*Assignment*
Type again, exactly, the lines below from the start through the line that includes "Target: yellow and black taxi".

-- Excerpted records follows --

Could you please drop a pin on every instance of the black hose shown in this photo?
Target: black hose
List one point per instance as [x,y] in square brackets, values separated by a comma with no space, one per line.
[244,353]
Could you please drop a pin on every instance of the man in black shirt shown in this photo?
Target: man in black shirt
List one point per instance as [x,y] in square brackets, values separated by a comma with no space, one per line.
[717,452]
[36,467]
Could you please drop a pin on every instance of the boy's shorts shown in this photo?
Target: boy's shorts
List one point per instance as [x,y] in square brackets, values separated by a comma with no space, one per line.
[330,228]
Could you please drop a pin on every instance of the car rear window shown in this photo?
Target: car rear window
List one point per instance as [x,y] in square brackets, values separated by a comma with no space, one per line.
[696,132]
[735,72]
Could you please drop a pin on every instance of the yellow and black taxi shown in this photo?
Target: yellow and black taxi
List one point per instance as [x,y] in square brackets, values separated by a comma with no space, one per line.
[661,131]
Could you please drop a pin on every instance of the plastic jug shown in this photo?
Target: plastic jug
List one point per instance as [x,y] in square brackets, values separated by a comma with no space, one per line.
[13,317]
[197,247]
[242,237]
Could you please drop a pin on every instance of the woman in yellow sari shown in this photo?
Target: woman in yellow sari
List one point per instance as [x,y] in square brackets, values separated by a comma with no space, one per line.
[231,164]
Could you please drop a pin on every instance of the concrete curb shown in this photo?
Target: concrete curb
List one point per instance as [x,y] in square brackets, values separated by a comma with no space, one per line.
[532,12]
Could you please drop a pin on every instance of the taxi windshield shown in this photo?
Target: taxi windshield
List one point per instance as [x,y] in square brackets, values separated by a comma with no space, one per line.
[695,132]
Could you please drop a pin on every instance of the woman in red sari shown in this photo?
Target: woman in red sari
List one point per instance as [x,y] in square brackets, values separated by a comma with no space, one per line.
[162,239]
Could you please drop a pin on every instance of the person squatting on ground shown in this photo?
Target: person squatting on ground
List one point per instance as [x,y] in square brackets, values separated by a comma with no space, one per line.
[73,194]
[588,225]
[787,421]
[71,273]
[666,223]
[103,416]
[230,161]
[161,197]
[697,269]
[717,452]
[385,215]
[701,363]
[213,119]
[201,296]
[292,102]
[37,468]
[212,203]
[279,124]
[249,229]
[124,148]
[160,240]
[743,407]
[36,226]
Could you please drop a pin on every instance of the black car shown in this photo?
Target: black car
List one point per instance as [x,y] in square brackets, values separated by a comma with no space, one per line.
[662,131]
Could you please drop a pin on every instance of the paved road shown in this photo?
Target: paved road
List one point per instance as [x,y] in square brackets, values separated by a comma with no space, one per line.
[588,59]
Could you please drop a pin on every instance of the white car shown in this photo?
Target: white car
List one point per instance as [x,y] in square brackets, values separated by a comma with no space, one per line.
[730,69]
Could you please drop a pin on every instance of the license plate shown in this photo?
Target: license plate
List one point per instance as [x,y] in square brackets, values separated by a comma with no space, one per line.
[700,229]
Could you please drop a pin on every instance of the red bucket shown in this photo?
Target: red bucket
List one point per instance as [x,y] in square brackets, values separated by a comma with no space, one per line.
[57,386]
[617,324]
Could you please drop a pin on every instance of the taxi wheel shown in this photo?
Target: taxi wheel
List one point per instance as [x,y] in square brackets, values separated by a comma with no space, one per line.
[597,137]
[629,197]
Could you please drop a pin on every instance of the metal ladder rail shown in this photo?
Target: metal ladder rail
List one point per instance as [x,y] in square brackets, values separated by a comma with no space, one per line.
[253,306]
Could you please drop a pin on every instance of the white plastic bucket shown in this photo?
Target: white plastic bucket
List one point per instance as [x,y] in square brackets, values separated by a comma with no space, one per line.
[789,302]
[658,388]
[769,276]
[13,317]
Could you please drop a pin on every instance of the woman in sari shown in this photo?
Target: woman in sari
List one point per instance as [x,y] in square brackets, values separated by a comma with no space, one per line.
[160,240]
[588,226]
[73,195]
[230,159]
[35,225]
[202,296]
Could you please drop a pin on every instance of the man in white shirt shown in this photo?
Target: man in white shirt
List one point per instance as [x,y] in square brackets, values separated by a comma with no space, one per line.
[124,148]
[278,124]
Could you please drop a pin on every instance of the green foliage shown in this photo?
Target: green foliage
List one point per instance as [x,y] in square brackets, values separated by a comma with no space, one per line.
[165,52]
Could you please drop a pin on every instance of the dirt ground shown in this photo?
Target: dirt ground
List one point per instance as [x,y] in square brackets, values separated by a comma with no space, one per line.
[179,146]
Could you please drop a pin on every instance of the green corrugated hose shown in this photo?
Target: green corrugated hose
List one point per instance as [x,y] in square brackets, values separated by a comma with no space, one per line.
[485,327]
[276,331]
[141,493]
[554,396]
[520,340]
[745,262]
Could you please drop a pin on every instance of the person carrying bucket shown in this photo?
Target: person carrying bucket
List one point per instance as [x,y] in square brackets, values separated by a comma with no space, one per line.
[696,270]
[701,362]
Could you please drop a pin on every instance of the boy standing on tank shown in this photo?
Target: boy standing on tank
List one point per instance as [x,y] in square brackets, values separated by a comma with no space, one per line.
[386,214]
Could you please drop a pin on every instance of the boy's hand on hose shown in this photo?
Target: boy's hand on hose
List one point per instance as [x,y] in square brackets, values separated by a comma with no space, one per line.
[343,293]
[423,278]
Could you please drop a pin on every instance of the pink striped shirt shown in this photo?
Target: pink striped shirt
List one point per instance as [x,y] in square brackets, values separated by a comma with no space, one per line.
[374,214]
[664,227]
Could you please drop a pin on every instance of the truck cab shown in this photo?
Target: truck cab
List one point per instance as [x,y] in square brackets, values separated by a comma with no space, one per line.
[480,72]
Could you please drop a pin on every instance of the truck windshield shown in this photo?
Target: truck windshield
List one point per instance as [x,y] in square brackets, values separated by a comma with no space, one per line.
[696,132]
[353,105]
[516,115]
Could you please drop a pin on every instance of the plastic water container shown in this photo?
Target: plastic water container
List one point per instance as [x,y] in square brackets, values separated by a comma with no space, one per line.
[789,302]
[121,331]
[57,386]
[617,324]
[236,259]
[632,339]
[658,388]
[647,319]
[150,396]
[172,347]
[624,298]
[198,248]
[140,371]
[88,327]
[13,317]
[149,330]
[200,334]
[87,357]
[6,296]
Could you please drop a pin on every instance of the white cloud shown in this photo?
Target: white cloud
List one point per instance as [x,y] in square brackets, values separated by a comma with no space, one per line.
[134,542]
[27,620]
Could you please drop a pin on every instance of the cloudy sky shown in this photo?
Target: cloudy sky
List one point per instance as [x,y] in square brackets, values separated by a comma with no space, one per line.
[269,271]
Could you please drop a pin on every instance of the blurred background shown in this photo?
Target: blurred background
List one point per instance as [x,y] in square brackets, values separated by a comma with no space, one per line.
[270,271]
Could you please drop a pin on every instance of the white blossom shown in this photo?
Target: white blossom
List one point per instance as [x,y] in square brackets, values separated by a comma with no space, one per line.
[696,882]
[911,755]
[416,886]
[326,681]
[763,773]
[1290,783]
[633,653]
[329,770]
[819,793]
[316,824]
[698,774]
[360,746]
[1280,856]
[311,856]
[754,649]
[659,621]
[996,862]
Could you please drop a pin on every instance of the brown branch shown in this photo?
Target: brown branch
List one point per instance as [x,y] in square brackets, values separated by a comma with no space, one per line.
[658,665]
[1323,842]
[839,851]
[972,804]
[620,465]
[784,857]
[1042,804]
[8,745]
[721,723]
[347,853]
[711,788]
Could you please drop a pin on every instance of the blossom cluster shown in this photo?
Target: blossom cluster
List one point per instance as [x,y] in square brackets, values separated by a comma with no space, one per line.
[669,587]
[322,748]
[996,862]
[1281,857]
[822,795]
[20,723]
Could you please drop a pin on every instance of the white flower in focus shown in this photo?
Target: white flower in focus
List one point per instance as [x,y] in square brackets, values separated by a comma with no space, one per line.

-- Excerpted records concluded --

*Response for this exercise*
Could you please drop a pin on every instance of the black hose shown in this photo?
Target: black hose
List one point per instance as [x,y] in square brackets, values separated by a comma with no space, one per line.
[244,353]
Could you please drop a pin on every instance of the man in black shirt shown in this photo?
Target: man in black shirt
List one point per instance as [x,y] in square brackets, values separated by a comma with no space, one per line.
[717,452]
[36,467]
Could you please drop a pin on every instance of the boy's shorts shown in this photo?
Target: boy's shorts
List one point per instance as [x,y] in square brackets, values separated by a comma with no space, one per line.
[330,228]
Could you please drop a pin on every instance of the car rear window shown in this photo?
Target: car rear window
List one point per instance as [x,y] in square brackets, values separated by a comma with no space, one per line.
[696,132]
[735,72]
Could you please drop a pin on every instance of the yellow and black taxi shown in this photo?
Target: yellow and black taxi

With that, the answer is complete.